• Recorded data:
________________________________________

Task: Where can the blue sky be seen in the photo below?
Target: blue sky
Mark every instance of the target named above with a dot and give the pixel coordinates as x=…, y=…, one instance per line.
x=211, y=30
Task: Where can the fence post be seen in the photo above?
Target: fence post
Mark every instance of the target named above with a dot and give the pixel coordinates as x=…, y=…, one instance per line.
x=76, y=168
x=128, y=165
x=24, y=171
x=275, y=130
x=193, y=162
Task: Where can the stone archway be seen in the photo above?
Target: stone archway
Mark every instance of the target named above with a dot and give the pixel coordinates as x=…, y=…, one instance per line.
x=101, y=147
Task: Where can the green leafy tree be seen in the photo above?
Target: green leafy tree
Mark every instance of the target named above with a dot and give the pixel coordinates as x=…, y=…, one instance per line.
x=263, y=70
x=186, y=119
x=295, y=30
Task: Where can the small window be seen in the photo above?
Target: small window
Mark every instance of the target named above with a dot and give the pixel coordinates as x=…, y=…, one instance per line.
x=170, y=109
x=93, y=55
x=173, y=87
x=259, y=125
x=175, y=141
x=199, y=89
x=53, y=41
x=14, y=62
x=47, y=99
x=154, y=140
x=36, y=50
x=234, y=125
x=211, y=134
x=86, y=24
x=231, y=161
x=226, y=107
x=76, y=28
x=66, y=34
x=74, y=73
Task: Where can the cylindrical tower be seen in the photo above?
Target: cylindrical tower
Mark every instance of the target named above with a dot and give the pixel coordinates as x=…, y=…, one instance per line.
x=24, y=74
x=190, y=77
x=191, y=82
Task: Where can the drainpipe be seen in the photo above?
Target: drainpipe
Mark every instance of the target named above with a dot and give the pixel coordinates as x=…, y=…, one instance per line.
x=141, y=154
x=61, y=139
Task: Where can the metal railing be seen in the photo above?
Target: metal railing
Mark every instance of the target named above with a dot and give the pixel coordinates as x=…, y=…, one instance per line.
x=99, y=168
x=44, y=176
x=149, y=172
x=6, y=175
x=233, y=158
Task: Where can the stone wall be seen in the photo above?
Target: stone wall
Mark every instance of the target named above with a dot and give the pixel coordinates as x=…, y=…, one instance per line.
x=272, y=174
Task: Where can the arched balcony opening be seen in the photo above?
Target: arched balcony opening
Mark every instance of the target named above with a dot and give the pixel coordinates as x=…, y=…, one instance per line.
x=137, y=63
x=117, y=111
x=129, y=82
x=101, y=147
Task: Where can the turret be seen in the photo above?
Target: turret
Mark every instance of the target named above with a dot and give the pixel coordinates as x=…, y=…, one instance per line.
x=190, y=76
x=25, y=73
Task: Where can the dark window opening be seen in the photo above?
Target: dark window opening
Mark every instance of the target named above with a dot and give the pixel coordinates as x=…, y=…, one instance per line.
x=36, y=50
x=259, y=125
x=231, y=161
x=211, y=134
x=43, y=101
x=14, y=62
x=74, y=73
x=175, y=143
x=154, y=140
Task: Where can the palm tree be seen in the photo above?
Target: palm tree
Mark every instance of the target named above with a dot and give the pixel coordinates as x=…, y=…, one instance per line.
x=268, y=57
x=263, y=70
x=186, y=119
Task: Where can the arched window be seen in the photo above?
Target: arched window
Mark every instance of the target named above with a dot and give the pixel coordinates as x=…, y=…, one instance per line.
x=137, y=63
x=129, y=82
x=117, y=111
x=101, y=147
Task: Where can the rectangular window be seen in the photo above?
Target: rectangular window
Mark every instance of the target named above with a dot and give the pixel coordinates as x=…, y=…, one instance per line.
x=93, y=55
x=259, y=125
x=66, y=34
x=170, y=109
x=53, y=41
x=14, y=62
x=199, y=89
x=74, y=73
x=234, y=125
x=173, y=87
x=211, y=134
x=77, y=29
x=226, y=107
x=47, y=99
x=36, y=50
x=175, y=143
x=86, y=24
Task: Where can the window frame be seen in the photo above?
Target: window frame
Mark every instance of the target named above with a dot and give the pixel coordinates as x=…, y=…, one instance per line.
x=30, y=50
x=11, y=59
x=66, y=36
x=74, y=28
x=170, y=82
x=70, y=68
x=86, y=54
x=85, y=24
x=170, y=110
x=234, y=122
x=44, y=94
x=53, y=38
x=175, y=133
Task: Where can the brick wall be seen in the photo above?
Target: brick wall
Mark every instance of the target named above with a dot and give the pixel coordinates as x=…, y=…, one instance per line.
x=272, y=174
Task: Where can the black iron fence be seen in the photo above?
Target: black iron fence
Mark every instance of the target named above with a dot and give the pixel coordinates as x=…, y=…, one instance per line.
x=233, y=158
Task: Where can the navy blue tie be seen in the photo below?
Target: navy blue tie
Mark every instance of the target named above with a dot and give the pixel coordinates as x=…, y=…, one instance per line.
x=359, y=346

________________________________________

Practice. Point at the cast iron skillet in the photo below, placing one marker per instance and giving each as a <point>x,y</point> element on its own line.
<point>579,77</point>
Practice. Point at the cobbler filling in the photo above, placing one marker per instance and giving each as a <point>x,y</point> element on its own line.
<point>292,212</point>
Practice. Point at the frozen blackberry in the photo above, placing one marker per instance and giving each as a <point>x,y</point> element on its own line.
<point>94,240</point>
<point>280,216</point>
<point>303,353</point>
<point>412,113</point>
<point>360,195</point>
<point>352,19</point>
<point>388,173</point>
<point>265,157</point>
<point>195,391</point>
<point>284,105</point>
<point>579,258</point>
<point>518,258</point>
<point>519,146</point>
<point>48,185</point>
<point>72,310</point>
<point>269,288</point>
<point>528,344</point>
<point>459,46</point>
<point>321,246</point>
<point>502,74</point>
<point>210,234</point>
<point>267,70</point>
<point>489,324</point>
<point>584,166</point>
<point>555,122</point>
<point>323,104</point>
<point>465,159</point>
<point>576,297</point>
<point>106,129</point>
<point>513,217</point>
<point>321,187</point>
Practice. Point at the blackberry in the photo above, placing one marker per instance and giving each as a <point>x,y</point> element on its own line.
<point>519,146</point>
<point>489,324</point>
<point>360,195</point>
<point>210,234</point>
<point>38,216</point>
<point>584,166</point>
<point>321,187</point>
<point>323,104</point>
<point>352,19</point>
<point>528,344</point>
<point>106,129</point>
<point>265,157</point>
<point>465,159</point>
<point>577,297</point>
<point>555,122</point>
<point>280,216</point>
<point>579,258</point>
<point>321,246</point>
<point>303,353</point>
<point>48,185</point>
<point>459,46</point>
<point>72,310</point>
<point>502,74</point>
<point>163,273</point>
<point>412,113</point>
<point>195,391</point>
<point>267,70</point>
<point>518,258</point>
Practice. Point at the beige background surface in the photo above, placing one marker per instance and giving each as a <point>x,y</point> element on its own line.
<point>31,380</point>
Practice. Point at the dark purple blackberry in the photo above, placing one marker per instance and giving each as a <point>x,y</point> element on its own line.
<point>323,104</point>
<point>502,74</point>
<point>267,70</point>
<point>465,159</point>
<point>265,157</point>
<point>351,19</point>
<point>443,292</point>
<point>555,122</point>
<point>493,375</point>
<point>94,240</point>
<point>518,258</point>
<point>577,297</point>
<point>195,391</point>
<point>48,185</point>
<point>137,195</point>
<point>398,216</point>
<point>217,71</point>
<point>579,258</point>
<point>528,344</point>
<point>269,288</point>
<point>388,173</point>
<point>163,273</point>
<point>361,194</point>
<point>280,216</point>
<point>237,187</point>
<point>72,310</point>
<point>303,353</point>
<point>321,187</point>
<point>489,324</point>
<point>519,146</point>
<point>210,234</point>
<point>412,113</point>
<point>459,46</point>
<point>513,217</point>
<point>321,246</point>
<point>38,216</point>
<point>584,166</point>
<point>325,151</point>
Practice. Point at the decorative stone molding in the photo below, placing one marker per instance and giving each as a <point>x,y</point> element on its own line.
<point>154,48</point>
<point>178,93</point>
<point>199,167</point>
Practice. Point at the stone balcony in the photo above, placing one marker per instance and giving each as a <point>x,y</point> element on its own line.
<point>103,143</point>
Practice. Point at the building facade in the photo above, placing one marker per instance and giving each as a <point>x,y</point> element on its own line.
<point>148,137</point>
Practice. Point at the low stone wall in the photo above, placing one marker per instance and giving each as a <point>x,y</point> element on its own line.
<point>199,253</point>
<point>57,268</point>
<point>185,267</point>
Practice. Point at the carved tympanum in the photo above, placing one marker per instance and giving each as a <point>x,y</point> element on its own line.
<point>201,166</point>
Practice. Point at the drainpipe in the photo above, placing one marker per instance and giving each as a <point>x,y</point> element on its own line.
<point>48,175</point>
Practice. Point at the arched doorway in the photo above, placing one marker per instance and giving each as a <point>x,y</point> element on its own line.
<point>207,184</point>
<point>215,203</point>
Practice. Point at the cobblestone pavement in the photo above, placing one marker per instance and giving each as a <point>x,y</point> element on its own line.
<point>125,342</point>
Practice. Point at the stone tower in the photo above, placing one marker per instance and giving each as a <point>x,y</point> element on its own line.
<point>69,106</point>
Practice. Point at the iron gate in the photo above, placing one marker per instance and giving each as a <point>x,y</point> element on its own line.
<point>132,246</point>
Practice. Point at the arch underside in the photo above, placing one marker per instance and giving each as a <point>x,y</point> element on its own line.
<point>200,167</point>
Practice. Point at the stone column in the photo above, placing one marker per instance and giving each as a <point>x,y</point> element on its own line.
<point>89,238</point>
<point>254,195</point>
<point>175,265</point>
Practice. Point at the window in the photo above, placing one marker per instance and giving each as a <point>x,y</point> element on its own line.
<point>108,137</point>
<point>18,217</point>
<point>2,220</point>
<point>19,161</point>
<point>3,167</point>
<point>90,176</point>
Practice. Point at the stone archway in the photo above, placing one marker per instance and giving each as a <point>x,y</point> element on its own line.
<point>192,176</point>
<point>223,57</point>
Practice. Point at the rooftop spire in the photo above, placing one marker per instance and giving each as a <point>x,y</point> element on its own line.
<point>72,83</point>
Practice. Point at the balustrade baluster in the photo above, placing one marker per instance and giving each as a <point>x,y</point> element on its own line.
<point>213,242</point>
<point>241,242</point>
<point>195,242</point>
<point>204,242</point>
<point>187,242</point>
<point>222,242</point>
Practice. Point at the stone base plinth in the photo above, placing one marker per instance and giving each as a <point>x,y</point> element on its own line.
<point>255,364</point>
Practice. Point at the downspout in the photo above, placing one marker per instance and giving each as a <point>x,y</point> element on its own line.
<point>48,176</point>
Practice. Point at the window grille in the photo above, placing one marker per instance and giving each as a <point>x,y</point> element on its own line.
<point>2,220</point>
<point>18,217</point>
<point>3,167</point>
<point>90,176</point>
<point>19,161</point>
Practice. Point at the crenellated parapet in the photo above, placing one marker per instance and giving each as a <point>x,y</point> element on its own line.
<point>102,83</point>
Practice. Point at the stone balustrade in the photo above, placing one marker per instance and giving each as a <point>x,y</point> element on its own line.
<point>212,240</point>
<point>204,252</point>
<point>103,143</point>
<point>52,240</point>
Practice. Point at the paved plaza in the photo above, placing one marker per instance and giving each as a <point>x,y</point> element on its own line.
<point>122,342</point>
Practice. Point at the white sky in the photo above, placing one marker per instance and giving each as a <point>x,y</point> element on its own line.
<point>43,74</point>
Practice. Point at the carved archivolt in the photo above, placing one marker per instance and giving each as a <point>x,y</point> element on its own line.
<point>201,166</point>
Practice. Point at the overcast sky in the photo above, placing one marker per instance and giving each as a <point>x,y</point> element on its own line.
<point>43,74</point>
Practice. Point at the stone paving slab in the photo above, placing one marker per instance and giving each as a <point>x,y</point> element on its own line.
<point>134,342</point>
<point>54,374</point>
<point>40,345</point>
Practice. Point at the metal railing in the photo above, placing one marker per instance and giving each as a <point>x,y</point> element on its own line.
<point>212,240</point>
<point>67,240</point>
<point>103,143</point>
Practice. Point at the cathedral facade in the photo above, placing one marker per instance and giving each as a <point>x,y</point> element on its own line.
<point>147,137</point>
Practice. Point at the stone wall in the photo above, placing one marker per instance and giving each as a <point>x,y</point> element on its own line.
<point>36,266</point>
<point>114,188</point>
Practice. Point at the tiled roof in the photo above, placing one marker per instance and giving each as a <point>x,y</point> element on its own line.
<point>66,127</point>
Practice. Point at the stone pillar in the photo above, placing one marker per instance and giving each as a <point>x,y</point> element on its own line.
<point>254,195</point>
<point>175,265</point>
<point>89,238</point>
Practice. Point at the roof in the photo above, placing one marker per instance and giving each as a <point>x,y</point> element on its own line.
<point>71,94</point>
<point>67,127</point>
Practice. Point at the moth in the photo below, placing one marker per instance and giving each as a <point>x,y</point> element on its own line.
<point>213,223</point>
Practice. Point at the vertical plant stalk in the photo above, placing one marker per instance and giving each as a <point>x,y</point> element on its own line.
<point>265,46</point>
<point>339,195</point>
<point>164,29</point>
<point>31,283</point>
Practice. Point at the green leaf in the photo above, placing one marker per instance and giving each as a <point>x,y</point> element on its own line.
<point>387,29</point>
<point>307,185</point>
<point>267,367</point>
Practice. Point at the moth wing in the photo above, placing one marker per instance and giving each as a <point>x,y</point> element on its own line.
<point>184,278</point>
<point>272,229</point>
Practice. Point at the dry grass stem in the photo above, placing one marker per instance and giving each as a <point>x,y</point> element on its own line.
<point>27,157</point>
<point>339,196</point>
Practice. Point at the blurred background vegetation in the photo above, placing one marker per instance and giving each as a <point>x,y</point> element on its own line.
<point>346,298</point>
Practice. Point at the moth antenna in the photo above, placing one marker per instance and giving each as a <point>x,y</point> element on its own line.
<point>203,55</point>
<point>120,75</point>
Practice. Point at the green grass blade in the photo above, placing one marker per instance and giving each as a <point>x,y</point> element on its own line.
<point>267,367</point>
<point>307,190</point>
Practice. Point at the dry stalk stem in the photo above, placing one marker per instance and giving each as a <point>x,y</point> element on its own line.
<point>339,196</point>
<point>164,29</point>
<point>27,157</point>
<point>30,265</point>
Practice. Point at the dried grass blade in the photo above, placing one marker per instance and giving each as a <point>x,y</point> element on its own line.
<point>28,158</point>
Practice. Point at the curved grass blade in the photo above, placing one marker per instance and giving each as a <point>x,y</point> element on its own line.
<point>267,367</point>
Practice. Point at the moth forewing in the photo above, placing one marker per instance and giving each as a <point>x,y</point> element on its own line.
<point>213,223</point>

________________________________________

• Exercise prompt: Rewrite the items from the line with "Practice. Point at the drainpipe" up to and including the line with "<point>125,342</point>", requests and all, multiplying every point coordinate in the answers by 1.3 and rounding to whole numbers, with halves rounded up. Leave the requests and their sample format unchanged.

• Solution to the exercise:
Practice. Point at the drainpipe in the photo above, placing one marker per instance and giving each as a <point>x,y</point> element on its own line.
<point>62,228</point>
Practice. Point at the arched doorway in the photo above, placing one marker per instance and giving each as a <point>x,y</point> element on its own line.
<point>269,239</point>
<point>280,264</point>
Practice. Point at the cobblestone pavement in the photo above, placing one marker per instance and giving each as a <point>x,y</point> element on its own line.
<point>163,445</point>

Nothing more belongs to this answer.